Pointing dataset records
=======
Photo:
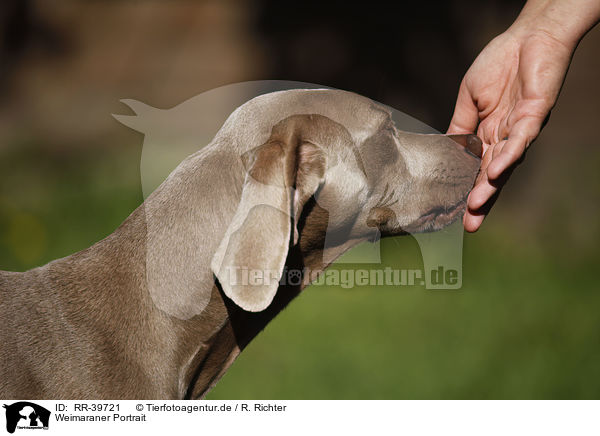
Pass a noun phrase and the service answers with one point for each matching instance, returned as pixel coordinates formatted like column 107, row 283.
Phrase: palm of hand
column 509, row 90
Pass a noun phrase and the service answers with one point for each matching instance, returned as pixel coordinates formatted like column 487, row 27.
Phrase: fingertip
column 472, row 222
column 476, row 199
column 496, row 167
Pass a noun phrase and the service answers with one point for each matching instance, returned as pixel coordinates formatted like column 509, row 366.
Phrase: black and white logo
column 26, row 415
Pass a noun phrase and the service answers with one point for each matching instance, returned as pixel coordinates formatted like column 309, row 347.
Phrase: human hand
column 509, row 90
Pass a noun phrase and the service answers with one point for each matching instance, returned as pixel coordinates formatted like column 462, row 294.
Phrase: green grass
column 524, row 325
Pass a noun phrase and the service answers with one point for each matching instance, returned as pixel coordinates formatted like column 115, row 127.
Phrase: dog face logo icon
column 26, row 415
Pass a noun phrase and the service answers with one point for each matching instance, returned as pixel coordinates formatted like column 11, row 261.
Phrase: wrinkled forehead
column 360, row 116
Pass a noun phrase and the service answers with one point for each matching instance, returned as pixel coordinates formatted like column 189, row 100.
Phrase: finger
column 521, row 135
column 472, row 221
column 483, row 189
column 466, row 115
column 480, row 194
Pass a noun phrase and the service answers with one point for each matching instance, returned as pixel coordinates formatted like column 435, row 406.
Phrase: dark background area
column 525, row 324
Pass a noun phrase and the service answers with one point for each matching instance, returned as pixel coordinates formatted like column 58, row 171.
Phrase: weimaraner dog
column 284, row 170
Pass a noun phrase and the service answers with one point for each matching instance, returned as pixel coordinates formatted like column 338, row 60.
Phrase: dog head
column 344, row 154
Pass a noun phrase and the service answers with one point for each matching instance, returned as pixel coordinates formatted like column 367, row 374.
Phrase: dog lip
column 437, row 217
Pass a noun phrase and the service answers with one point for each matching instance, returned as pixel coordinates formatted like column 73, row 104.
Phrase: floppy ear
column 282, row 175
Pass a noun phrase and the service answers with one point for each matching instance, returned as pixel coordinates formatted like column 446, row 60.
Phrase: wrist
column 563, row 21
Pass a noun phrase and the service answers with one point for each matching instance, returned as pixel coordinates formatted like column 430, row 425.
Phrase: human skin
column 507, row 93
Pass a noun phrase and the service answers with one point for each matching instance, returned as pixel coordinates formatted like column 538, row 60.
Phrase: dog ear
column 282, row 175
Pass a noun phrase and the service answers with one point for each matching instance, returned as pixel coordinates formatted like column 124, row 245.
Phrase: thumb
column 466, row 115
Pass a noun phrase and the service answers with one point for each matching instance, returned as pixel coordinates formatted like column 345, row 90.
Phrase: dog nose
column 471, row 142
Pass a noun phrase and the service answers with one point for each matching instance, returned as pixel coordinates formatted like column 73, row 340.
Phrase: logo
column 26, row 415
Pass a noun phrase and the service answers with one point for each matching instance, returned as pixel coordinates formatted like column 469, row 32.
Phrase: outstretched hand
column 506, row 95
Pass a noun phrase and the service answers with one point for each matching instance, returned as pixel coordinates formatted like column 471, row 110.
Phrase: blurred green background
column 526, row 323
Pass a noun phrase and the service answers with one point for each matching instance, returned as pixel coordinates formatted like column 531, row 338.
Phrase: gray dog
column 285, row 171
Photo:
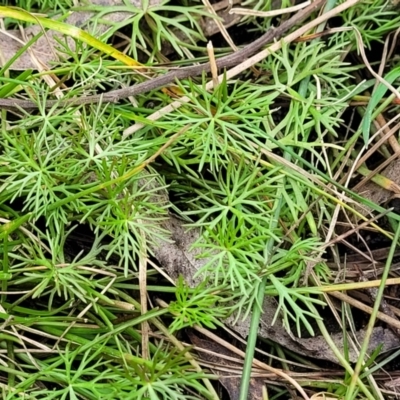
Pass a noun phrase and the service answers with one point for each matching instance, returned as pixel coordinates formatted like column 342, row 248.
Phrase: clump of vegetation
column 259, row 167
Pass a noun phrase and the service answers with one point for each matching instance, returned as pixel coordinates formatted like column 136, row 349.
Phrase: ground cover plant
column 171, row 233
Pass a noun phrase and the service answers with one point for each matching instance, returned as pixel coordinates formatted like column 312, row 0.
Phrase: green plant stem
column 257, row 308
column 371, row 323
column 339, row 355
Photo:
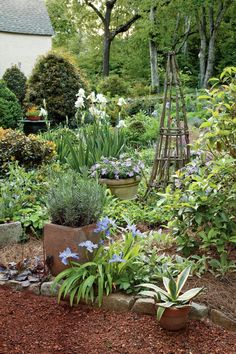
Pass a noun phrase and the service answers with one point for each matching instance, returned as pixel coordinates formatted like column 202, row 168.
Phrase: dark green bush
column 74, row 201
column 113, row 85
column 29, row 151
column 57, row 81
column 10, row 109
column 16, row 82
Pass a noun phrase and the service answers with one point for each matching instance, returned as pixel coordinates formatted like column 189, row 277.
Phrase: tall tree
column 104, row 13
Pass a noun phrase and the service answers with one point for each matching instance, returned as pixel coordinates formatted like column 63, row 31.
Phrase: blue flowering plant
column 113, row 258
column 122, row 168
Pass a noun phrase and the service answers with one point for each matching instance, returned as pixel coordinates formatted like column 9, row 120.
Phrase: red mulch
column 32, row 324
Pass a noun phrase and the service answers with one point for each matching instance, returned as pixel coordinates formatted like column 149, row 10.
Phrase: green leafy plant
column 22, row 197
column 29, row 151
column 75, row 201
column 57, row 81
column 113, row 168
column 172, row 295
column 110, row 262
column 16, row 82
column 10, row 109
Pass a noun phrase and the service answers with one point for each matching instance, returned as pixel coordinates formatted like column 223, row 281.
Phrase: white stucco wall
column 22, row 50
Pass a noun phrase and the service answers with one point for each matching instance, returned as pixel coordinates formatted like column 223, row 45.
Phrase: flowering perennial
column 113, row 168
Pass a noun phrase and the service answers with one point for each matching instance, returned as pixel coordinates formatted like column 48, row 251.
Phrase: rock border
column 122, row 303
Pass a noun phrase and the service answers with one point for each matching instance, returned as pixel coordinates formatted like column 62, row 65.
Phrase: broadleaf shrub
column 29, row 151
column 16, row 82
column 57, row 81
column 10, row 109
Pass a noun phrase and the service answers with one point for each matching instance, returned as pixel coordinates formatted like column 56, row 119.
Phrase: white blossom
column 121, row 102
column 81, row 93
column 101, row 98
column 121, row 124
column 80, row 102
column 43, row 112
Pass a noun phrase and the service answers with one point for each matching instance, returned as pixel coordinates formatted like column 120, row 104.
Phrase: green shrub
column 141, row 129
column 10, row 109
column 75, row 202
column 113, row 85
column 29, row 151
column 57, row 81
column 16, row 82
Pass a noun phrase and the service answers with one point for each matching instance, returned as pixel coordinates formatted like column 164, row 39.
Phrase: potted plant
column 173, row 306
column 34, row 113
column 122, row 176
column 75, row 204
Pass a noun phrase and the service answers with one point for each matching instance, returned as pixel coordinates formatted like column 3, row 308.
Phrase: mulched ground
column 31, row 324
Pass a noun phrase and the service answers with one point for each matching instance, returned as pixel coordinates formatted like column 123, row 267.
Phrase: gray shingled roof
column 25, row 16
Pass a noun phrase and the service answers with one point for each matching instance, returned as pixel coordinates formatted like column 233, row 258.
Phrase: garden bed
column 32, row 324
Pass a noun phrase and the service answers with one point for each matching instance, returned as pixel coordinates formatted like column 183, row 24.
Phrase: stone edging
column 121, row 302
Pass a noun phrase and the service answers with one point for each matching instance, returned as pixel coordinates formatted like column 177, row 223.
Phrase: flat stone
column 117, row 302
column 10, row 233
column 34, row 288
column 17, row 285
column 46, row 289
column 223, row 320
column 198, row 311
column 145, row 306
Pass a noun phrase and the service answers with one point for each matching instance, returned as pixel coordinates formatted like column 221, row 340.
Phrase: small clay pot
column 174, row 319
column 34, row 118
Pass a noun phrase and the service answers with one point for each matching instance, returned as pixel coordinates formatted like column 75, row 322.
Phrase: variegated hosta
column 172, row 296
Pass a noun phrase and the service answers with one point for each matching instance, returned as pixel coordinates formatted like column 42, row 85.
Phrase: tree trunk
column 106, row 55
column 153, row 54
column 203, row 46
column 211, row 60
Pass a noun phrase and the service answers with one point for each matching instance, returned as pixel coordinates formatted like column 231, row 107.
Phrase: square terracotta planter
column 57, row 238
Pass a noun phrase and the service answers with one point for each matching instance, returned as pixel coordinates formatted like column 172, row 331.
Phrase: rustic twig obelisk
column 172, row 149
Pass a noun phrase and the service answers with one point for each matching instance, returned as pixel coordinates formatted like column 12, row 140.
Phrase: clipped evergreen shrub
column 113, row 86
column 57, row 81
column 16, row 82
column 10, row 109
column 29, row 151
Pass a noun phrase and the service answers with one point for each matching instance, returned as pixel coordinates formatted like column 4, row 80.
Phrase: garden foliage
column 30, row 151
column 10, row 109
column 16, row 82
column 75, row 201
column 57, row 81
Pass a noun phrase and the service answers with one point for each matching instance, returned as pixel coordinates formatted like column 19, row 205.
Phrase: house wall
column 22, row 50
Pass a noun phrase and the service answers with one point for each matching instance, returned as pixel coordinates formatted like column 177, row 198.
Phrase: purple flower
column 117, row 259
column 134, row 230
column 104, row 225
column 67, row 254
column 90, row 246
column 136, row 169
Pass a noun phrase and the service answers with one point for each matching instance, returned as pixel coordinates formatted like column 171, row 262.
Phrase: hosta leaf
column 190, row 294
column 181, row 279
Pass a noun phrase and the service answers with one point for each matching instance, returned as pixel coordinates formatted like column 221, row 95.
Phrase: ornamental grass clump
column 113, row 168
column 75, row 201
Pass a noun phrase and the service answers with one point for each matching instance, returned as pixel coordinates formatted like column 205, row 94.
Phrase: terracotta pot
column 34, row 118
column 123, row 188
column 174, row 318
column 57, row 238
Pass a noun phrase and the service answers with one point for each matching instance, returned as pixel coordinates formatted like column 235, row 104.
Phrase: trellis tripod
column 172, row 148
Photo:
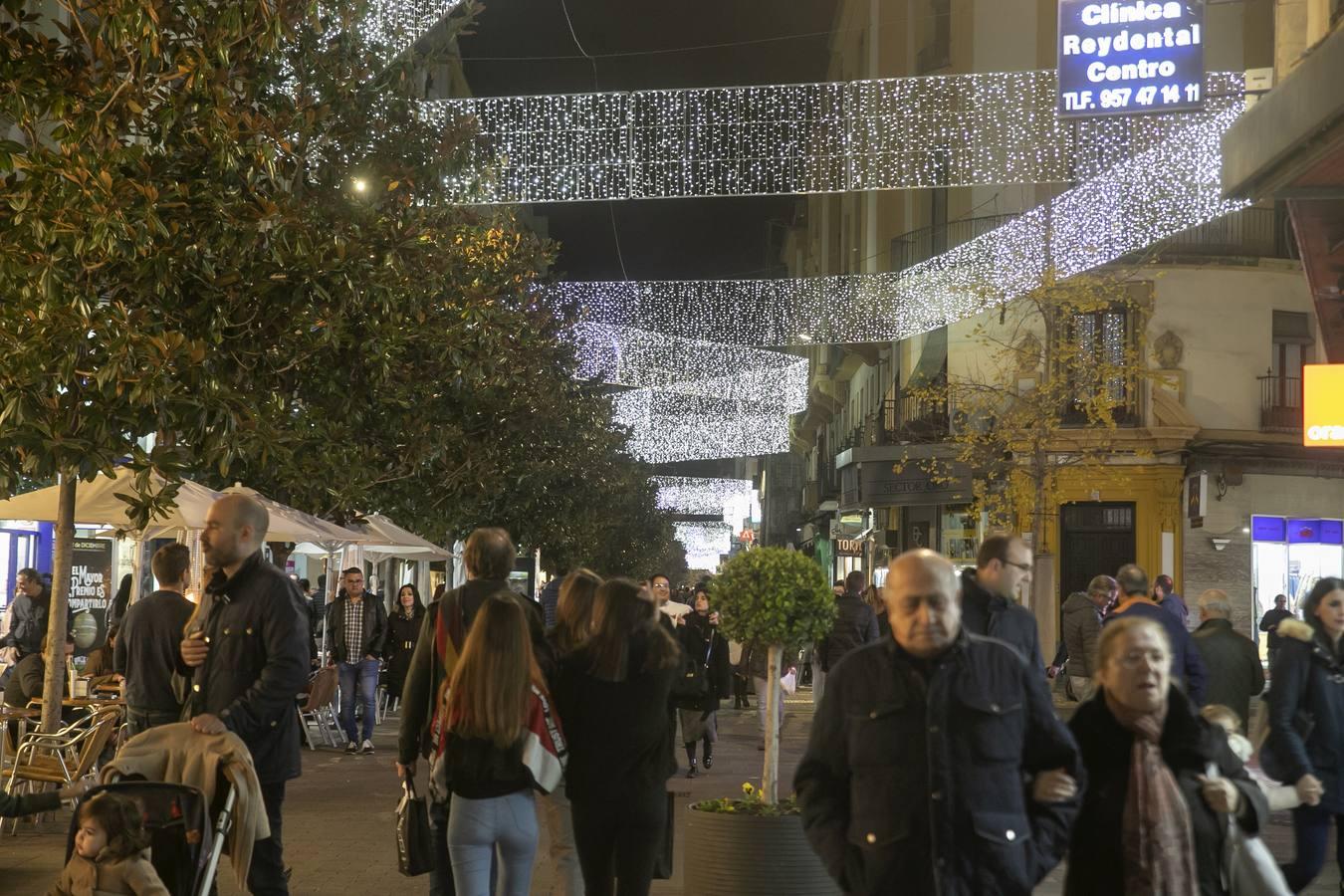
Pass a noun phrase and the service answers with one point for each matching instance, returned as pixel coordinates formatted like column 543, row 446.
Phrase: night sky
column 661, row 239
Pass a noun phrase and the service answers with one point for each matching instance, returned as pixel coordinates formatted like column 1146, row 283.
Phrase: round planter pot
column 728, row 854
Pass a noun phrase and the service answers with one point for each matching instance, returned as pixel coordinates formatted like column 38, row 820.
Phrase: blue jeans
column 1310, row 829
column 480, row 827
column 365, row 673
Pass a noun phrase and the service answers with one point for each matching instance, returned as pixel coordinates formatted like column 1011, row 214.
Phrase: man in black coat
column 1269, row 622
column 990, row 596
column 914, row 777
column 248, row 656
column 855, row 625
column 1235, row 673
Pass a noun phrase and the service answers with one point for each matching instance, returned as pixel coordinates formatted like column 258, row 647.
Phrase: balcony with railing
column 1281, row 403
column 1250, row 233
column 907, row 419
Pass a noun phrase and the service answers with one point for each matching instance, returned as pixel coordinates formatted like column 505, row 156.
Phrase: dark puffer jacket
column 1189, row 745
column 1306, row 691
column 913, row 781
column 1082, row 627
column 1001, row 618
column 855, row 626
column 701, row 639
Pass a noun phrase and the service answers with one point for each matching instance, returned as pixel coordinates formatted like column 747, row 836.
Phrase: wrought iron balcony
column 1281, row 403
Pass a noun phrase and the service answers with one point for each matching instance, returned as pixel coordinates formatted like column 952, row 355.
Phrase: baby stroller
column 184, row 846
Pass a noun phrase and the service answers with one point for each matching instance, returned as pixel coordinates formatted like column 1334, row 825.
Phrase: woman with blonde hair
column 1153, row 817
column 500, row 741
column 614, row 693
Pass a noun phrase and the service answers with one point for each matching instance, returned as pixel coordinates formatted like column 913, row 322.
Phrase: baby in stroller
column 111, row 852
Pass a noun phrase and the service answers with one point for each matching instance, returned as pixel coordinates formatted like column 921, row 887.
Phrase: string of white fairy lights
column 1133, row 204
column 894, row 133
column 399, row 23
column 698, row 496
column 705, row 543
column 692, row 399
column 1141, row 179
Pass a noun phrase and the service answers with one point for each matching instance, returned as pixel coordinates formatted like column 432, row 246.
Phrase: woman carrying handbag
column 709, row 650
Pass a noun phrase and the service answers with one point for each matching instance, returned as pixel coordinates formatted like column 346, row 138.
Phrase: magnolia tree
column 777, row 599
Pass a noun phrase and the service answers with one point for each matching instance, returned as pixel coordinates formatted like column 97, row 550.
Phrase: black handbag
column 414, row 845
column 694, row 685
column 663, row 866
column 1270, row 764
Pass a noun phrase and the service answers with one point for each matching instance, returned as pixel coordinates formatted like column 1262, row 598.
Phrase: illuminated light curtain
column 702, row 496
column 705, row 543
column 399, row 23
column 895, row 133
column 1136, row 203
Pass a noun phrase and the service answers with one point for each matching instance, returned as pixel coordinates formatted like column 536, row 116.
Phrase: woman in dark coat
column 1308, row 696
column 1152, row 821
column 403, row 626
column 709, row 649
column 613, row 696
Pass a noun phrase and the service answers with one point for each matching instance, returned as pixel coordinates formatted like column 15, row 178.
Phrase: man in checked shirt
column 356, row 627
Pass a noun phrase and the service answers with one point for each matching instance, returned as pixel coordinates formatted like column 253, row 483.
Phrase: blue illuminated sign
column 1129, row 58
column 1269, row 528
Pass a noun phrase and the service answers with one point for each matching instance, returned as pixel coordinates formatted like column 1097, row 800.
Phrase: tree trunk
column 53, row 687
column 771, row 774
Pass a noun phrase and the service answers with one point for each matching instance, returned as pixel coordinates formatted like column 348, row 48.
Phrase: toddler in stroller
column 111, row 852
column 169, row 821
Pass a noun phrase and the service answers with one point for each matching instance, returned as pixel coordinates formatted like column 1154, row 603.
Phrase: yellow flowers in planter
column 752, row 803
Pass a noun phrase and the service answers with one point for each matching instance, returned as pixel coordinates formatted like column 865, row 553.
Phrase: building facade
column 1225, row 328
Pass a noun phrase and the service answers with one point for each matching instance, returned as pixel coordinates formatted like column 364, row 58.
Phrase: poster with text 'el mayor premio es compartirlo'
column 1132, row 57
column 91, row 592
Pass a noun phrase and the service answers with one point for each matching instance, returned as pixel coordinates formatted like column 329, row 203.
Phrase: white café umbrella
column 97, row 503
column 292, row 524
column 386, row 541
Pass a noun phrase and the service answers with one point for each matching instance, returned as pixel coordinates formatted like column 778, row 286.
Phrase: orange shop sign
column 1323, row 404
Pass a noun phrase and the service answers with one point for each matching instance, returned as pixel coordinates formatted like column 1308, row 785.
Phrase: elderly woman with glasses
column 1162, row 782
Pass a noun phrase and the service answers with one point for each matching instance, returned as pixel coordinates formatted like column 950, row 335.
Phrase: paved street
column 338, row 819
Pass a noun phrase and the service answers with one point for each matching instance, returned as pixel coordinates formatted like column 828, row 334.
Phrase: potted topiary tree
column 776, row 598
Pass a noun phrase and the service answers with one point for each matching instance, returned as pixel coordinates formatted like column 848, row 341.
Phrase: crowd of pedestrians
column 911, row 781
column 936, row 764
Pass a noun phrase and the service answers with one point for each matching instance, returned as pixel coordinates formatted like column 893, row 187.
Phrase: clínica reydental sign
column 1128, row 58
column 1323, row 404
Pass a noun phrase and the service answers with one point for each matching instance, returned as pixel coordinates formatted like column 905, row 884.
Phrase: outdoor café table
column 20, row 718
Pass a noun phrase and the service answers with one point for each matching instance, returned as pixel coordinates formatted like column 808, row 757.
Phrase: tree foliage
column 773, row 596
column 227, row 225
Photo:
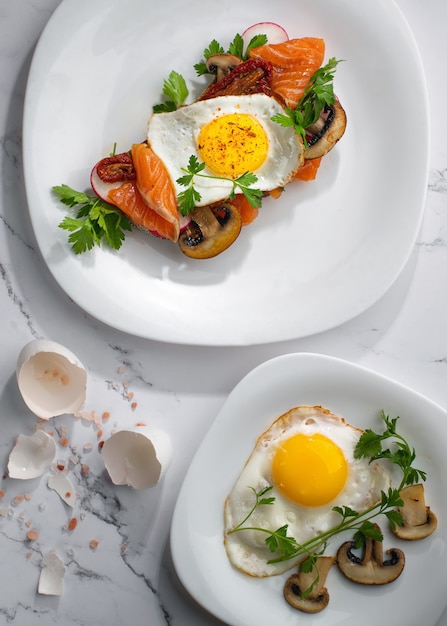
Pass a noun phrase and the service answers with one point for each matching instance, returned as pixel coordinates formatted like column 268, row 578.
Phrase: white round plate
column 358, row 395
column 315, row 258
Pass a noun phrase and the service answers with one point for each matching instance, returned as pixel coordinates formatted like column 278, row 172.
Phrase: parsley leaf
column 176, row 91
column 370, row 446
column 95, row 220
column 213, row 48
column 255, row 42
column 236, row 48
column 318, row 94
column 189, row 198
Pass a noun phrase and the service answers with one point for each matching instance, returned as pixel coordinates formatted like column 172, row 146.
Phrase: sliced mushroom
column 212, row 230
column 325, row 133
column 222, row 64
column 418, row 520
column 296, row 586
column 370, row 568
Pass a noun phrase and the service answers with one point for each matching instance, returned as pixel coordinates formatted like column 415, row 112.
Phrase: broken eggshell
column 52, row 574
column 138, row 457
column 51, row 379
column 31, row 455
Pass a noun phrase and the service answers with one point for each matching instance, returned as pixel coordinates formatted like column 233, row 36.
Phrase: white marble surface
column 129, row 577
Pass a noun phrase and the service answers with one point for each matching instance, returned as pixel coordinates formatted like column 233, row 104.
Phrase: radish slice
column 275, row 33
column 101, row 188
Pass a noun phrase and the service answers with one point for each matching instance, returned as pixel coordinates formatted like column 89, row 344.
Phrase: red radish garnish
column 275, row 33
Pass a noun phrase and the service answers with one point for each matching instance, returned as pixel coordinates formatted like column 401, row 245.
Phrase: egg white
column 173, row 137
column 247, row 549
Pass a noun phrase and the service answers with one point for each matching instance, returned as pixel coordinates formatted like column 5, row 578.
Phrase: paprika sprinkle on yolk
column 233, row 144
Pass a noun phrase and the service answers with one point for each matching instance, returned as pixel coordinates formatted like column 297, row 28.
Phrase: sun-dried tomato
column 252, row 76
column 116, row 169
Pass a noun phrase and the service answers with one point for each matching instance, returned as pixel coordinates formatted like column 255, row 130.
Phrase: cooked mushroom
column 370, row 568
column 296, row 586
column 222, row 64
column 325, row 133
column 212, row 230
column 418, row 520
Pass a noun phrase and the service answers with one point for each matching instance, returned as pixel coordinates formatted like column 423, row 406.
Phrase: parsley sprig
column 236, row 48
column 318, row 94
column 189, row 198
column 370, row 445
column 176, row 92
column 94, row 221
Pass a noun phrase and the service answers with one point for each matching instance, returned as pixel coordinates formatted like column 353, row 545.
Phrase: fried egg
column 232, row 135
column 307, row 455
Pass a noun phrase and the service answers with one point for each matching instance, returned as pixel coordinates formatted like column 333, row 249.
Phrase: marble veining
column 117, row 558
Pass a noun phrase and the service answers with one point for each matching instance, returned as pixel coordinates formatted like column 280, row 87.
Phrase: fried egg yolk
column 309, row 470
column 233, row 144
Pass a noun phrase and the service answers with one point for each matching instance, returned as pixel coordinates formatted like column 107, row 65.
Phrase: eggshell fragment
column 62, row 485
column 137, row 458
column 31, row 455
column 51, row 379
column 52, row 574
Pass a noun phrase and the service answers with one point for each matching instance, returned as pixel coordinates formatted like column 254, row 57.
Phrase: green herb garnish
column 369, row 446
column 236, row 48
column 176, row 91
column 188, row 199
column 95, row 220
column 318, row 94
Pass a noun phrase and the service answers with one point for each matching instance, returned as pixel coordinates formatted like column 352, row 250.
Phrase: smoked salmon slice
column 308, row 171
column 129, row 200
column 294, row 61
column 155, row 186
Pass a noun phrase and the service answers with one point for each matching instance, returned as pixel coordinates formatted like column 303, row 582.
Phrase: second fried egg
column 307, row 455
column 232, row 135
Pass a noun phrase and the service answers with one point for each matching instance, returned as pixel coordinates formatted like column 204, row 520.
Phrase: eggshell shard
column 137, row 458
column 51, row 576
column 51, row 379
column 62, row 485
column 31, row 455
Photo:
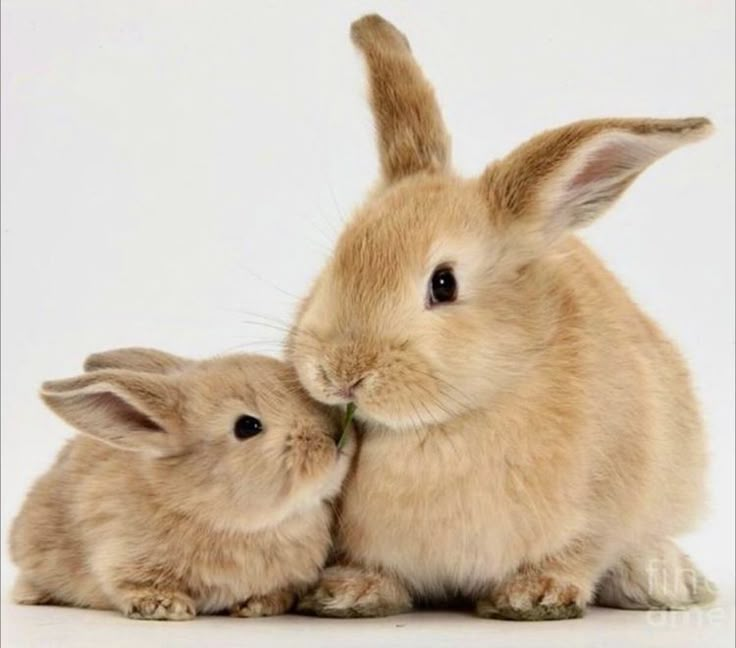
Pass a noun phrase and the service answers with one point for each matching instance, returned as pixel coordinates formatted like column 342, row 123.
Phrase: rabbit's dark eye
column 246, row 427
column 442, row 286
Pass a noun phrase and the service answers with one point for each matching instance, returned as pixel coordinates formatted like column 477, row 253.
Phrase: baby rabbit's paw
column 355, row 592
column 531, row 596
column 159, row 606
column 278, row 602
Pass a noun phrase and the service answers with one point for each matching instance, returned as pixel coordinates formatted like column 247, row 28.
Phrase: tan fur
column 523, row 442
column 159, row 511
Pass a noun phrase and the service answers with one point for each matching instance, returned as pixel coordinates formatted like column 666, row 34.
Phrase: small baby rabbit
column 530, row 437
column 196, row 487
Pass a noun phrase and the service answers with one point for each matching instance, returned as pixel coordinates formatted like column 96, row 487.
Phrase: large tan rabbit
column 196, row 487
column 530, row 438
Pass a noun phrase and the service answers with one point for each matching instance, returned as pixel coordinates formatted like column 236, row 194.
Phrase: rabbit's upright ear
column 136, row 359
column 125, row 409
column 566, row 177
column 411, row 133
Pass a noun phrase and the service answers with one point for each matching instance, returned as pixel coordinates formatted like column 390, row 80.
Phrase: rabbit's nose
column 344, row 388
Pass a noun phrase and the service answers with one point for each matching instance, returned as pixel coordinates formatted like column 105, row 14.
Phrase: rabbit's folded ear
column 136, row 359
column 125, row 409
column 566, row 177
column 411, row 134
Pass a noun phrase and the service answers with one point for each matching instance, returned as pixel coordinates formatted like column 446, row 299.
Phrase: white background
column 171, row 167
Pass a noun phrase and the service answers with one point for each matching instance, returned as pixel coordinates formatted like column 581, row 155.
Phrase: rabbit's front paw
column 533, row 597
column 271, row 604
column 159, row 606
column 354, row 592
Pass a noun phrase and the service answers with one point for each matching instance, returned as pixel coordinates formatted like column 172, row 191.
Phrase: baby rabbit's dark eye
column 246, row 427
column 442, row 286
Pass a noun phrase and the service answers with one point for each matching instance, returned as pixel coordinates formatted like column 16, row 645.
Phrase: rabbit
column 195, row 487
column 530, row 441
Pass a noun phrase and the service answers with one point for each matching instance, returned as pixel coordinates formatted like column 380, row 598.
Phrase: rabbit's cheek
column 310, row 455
=======
**STATED TASK**.
Set out the rows as a numbered list, from the first line of the rows up to and including the line with "column 360, row 116", skipping blank lines. Leave the pictures out.

**ANSWER TO THE TASK**.
1. Photo:
2. Pass a noun phrase and the service answers with one point for each matching instance, returned as pixel coordinates formatted like column 107, row 283.
3. Phrase: palm of hand
4. column 509, row 90
5. Pass a noun phrase and the service answers with one point for each matching instance, returned as pixel coordinates formatted like column 487, row 27.
6. Phrase: fingertip
7. column 472, row 222
8. column 476, row 199
9. column 496, row 167
10. Pass a noun phrase and the service answers with one point for each matching instance, returned as pixel coordinates formatted like column 509, row 366.
11. Phrase: black and white logo
12. column 26, row 415
13. Pass a noun phrase and the service answers with one point for each matching instance, returned as pixel coordinates formatted like column 309, row 347.
14. Phrase: human hand
15. column 509, row 90
16. Pass a noun phrase and the service answers with one point for each matching instance, returned as pixel coordinates formatted like column 462, row 294.
17. Phrase: green grass
18. column 524, row 325
19. Pass a noun phrase and the service answers with one point for each matching instance, returned as pixel coordinates formatted like column 115, row 127.
20. Phrase: dog face logo icon
21. column 26, row 415
22. Pass a noun phrase and the service answers with one point for each matching instance, returned as pixel coordinates formatted like column 11, row 261.
23. Phrase: wrinkled forehead
24. column 360, row 116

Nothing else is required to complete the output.